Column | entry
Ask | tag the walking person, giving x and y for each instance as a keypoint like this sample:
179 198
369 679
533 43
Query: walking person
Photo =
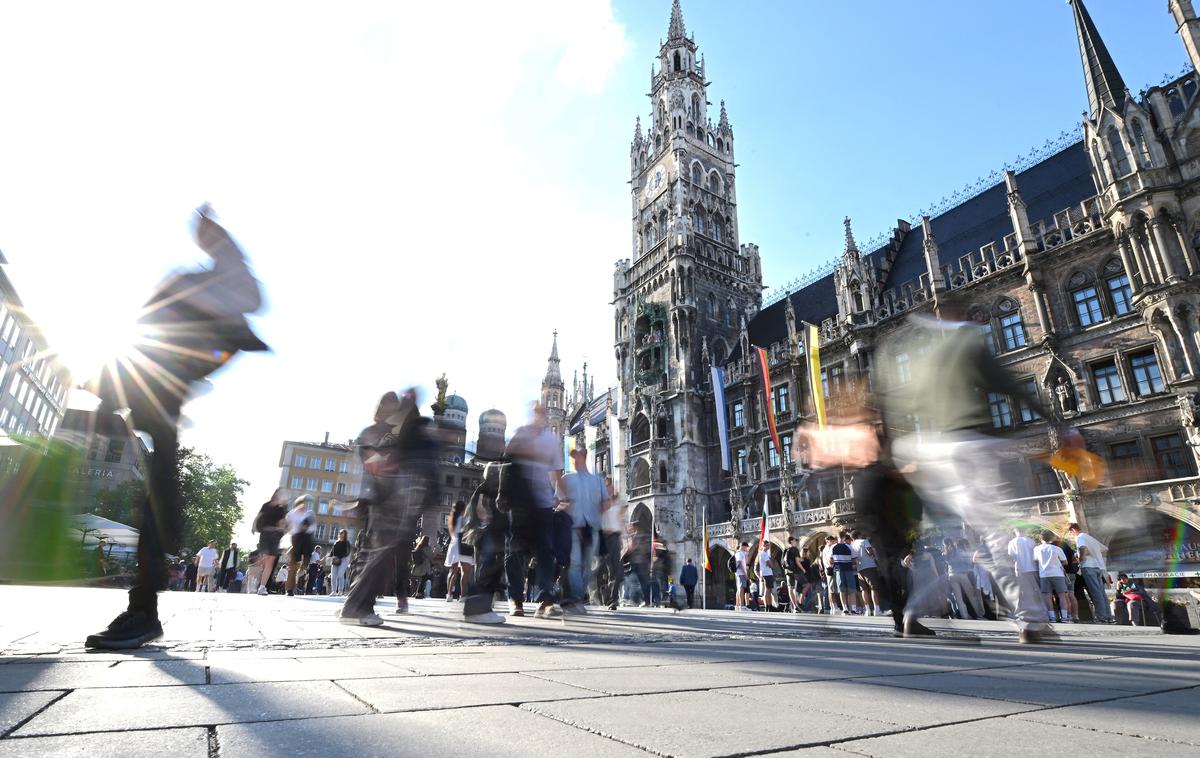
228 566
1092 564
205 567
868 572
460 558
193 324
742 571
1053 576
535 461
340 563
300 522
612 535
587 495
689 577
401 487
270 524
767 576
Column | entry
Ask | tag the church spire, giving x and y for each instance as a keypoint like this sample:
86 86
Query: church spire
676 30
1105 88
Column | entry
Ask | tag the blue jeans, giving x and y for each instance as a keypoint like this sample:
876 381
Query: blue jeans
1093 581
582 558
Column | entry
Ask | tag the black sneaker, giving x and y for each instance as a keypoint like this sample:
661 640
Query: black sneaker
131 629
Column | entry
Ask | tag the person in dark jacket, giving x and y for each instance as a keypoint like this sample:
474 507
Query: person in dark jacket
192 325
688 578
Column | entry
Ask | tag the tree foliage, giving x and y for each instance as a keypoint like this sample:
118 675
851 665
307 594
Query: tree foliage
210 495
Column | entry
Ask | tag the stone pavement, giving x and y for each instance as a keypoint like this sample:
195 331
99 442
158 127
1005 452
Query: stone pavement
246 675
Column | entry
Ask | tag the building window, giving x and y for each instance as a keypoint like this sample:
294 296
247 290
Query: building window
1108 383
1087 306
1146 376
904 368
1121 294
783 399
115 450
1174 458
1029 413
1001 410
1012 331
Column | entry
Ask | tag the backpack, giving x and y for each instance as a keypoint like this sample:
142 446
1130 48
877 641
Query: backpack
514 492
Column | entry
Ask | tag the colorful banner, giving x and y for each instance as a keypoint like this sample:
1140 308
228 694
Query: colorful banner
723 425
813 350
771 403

● ● ● ● ● ● ●

Direction -> Could you gather every line of the records above that contains the word "person"?

Result for this task ->
Ask | tag the walking person, giving x and y for each instance as a keypoint like this sample:
Query: walking person
Ask | tag the person in dark jacket, giving x and y for each instance as a keypoint like this sample:
Query: person in dark jacket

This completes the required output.